Challenge
A faithful transcription of all the data is required.

=== Data records ===

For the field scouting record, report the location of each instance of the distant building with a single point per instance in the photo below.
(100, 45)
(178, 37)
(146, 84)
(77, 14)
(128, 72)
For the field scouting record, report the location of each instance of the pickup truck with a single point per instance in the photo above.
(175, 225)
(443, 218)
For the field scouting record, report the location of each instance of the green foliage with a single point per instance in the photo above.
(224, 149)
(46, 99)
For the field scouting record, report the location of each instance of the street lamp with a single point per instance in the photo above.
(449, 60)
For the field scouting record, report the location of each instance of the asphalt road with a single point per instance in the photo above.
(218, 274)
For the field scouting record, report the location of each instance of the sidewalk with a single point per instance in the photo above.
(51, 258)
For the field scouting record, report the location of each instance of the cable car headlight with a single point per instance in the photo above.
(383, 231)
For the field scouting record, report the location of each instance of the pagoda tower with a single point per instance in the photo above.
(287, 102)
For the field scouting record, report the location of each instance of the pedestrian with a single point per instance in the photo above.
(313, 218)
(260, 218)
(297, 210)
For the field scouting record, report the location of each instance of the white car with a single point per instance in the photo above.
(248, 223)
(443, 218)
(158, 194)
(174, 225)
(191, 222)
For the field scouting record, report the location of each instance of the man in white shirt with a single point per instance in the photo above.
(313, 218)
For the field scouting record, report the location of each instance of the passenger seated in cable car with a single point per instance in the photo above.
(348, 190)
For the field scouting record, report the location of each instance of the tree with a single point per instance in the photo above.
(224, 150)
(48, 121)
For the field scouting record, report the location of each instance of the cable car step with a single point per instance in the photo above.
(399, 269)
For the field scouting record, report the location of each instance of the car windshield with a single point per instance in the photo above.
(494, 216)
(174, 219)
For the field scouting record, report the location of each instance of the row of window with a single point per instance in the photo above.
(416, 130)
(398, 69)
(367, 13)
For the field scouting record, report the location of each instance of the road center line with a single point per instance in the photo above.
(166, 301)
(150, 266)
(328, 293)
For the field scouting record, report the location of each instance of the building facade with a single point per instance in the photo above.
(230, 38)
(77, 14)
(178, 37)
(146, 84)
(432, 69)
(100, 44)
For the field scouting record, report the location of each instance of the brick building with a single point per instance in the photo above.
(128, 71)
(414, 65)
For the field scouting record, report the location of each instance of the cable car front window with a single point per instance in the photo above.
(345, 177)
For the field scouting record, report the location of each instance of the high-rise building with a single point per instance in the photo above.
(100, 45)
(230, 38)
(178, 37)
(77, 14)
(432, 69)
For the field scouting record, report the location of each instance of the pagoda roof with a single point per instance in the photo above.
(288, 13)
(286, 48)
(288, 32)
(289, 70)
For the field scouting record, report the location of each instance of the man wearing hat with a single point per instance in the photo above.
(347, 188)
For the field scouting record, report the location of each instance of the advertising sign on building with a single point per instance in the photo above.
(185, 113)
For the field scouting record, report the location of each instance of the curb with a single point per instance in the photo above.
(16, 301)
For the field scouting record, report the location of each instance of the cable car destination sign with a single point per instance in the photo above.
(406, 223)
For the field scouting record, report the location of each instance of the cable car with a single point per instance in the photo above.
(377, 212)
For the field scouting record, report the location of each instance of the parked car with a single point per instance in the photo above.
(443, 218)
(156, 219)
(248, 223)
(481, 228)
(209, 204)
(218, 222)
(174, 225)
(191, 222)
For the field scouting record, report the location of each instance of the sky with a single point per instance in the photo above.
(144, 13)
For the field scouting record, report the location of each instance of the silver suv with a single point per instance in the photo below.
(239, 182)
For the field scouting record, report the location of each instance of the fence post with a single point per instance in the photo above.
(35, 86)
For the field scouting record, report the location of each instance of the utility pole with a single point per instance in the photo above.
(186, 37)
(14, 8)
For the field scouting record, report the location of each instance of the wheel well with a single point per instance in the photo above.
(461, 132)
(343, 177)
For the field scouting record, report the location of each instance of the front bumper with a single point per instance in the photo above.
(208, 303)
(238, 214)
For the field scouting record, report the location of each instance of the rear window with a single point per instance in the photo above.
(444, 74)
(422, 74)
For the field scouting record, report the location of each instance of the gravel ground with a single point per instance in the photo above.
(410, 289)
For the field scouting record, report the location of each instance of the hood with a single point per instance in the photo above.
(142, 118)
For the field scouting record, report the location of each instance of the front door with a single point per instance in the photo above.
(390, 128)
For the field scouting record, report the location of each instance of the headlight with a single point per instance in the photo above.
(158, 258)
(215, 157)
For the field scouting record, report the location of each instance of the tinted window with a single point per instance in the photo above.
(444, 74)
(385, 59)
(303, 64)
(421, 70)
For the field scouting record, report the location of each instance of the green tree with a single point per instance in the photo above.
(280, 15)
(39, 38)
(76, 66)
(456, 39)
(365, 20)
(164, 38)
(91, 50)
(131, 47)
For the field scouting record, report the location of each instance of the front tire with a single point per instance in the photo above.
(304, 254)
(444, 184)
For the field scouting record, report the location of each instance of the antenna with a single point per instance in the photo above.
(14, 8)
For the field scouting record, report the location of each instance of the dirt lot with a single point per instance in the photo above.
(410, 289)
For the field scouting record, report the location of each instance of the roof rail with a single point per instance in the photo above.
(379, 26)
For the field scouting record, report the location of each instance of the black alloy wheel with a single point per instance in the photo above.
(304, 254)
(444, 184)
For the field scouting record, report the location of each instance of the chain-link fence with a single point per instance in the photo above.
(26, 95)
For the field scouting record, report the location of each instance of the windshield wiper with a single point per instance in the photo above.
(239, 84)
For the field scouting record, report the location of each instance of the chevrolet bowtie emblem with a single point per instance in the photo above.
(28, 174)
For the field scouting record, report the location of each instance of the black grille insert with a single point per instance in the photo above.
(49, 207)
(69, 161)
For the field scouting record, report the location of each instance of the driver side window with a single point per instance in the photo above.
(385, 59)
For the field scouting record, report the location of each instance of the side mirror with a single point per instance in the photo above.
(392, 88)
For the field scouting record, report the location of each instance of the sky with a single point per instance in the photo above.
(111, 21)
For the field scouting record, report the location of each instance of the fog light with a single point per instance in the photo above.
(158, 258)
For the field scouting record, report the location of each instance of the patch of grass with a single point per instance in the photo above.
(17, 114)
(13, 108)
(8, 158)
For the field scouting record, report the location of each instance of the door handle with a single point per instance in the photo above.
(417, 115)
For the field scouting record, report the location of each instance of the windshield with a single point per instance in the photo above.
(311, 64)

===

Exercise solution
For the field scouting record, report the location of each instance of the distant building with a single point per instance in the photo below.
(100, 45)
(178, 37)
(146, 84)
(77, 14)
(128, 72)
For the field scouting record, report the location of each instance of the pickup truck with a single point per instance in the photo above.
(175, 225)
(443, 218)
For the field scouting record, report the location of each instance of the green foliage with a single point per instance in the photo above.
(224, 149)
(46, 99)
For the field scouting record, report the location of each instance of the street lamp with a single point per instance in the photo above.
(449, 60)
For the field scouting record, report the location of each instance of the asphalt road with a single point per instance in the photo above.
(218, 274)
For the field scouting record, report the location of each instance of the sidewalk with a single point per instance in the photo above.
(51, 258)
For the field scouting record, report the location of each instance of the cable car headlight with a single point per instance in the photo above.
(383, 231)
For the field scouting record, report the location of each instance of the pagoda tower with a single point per instance in the photo above.
(287, 102)
For the field scouting record, report the location of each instance of the pedestrian with a single point per instance in the photo above.
(313, 218)
(260, 218)
(297, 210)
For the field scouting record, report the location of each instance of the white car with a single point per instance in the photo above.
(248, 223)
(443, 218)
(158, 194)
(174, 225)
(191, 222)
For the field scouting record, report the location of each instance of the man in white shirt with a single point per instance in the photo above.
(313, 218)
For the field scouting record, report the location of each instance of the passenger seated in cable car with a single point per instance in the photo above.
(348, 190)
For the field scouting record, report the location of each instance of the tree with a single point per instance in the photo above.
(224, 150)
(48, 121)
For the field scouting record, report the location of each instance of the cable car step with a single point per instance in the photo above.
(399, 269)
For the field scouting record, report the location of each instance of the car windshield with a single point per instance in the photo above.
(494, 216)
(174, 219)
For the field scouting record, report the location of each instance of the row of window with a single point per instance in the photo above.
(416, 130)
(398, 69)
(367, 13)
For the field scouting record, report the location of each instance of the road center line with a single point per instance in the photo above.
(166, 301)
(150, 266)
(328, 293)
For the field scouting record, report the location of each instance of the building facade with a single point per instance in the photo above.
(230, 38)
(77, 14)
(178, 37)
(146, 84)
(432, 69)
(100, 44)
For the field scouting record, report the location of each instance of the brick building with a single point per instance in the photo above.
(128, 71)
(414, 65)
For the field scouting record, report the location of each instance of the cable car front window with a single point per instance in the photo above.
(345, 177)
For the field scouting record, report the location of each instance of the high-rise building with a single point per instance in the photo above.
(100, 45)
(230, 38)
(178, 37)
(77, 14)
(432, 69)
For the field scouting record, report the location of each instance of the pagoda roof with a single point per instance in the photo above.
(288, 13)
(286, 48)
(288, 32)
(289, 70)
For the field scouting record, report the location of each instance of the man wearing hat with a single point per instance in the photo above.
(347, 188)
For the field scouting record, report the location of each instance of the advertising sign on building with a single point per instance in the photo above.
(185, 113)
For the field scouting record, report the location of each instance of the curb with a single point per instance in the photo above.
(16, 301)
For the field scouting record, report the location of each instance of the cable car destination sign with a single point per instance in the photo above.
(406, 223)
For the field scouting record, report the location of each instance of the cable car with a single point per instance in the photo above.
(377, 212)
For the field scouting record, report the location of each instance of the parked car with a single point per instance in the photo above.
(443, 218)
(156, 219)
(248, 223)
(481, 228)
(209, 204)
(218, 222)
(174, 225)
(191, 222)
For the field scouting record, report the location of each instance of the sky with a single point per instance in the photo above.
(144, 13)
For the field scouting record, report the location of each instance of the silver suv with a single point per instance in the photo below.
(239, 182)
For the field scouting record, report the location of each instance of the fence post with a single point per instance in the photo above.
(35, 86)
For the field scouting record, report the location of each instance of the utility pole with a single point per instance in the photo above.
(186, 37)
(14, 8)
For the field scouting record, report the location of each instance of the wheel well with a single point per instance in the photo above.
(461, 132)
(343, 177)
For the field scouting record, report the location of each instance of the front bumper with a single point per instance in the photo above.
(208, 303)
(238, 214)
For the field scouting record, report the location of each instance of the rear window with a single point per instance in the photo above.
(444, 74)
(422, 74)
For the field scouting record, report the location of each instance of the gravel ground with a single point per instance in the photo above.
(410, 289)
For the field scouting record, report the location of each instance of the hood with a single point per instance in the photo above.
(142, 118)
For the field scouting record, report the location of each instance of the front door with a single point per instance in the photo above.
(390, 128)
For the field scouting record, report the location of each instance of the headlight with a single point per instance in the photo above.
(158, 258)
(215, 157)
For the field scouting record, report the location of each instance of the tinted window with a single point per instance in the photo above.
(444, 74)
(385, 59)
(303, 64)
(421, 70)
For the field scouting record, report the location of each instance of the green tree with a single point per instance in the photo above.
(280, 15)
(39, 38)
(76, 66)
(456, 39)
(365, 20)
(164, 38)
(91, 50)
(131, 47)
For the field scouting record, report the location of each instance of the front tire with a single point per instance in the photo above.
(304, 254)
(444, 184)
For the field scouting record, report the location of each instance of the antenna with a single point per instance in the photo above.
(14, 8)
For the field scouting record, report the location of each instance of the dirt lot with a single point per instance in the photo above.
(410, 289)
For the field scouting record, report the location of each instance of the roof rail with a single point per instance in the photo above.
(379, 26)
For the field scouting record, report the location of each instance of the black alloy wheel with a single point per instance in the photo above.
(304, 254)
(444, 184)
For the field scouting record, report the location of each instance of the chain-link fence with a single point per instance in the photo above.
(26, 95)
For the field scouting record, report the location of each instance of the windshield wiper with a single point per instance in the photo above.
(239, 84)
For the field scouting record, report the location of each instance of the chevrolet bowtie emblem with a single point per instance in the photo above.
(28, 174)
For the field scouting record, report the location of each instance of the black grille insert with a single point per instance in the photo above.
(49, 207)
(69, 161)
For the field scouting record, report the location of each instance of the driver side window with a single point per instance in the photo above.
(385, 59)
For the field scouting record, report the location of each instance of the side mirror with a single point per instance in the photo above.
(392, 88)
For the field scouting record, report the location of each instance of the sky with a single point per instance in the photo above.
(111, 21)
For the field scouting record, report the location of each instance of the fog light with a single point per instance in the photo above.
(158, 258)
For the field scouting record, report the location of each instance of the patch of grass with a single point per instance in the photo above.
(17, 114)
(13, 108)
(8, 158)
For the field scouting record, report the location of each instance of the door handle with a single point per instance in the photo above.
(417, 115)
For the field scouting record, report the location of each instance of the windshield with a single point per instance in the photo above.
(311, 64)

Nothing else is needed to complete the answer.